## Source text
______________________________

Bry concurred. “We have seen a lot of rapid adoption of our drones for bridge inspection in the last year since we launched the Skydio 2,” he said. “And I think the market is still early—most bridge inspections are currently done with conventional methods.”
One sign of this advance may be how, in October, Skydio gained FAA approval for the North Carolina Department of Transportation to fly its drones beyond visual line of sight to inspect the state’s bridges, This is the first-ever state-wide waiver the FAA has given for BVLOS drone bridge inspections. “This waiver essentially explicitly recognizes the power of our autonomously flying drones,“ Bry said. “It will save the North Carolina Department of Transportation a ton of time and money by allowing them to use our drones instead of the standard heavy machinery.”
“As states become more comfortable with the use of UAS in inspections, it seems we have been busier and busier each year since we started doing this,” Blunt said.
Recently, the Minnesota Department of Transportation purchased a fleet of 17 drones for use in bridge inspection, including one large DJI Matrice 300 and 16 smaller DJI Mavic 2s. “We’re now looking for facilities for state-wide training with them by April, centrally located in the state, and indoors, so we don’t have to worry about the national airspace,” Wells said.
As part of research for the Federal Highway Administration, Blunt and Darlington noted they practiced drone bridge inspection flights at the University of Maine’s Transportation Infrastructure Durability Center, which possesses a giant GPS-denied indoor space with an industrial fan over a massive wave pool where they model offshore structures. The duo spent two days performing tests at different wind speeds and lighting conditions, seeing which distances from an object might yield optimal images, as well as other variables.

______________________________

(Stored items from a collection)
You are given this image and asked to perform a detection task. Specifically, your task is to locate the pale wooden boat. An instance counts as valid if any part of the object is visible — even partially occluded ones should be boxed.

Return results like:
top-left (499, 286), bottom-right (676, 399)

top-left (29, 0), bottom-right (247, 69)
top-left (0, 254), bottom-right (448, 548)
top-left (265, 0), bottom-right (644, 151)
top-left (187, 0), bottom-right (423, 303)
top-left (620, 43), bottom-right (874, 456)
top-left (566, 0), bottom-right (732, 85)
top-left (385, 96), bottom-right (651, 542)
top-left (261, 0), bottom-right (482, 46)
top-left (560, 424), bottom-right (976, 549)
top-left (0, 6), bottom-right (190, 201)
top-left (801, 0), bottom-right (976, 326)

______________________________

## Try it
Continue the text about drone bridge inspection, starting after its final sentence.

## Task answer
“Even as an experienced UAS operator, it was extremely beneficial for myself to see the limitations of the technology and put it through its paces,” Darlington said. “The risk factor of flying over water was great. If I had the ability to train my operators in such a facility, hands down I would take it.”
In the future, “I think there is room for way more automation in inspections,” Bry said. “At maturity, drones are going to not only transform bridge inspection work, but most civil engineering and infrastructure maintenance.”
Still, “I don’t think drones aren’t going to replace all bridge inspectors,” Darlington said. “There are some kinds of bridges that you probably shouldn’t use drones with, such as truss bridges, because of their complexity. There are too many details with them, so you start getting bogged down, and the time and cost involved might not be as effective as you might hope, so it’s probably better to just get an under-bridge inspection truck or a type of boat.”
“But for routine inspections, drones are unbelievable, especially for larger bridges,” Darlington added. “It’s a matter of finding out where they fit.”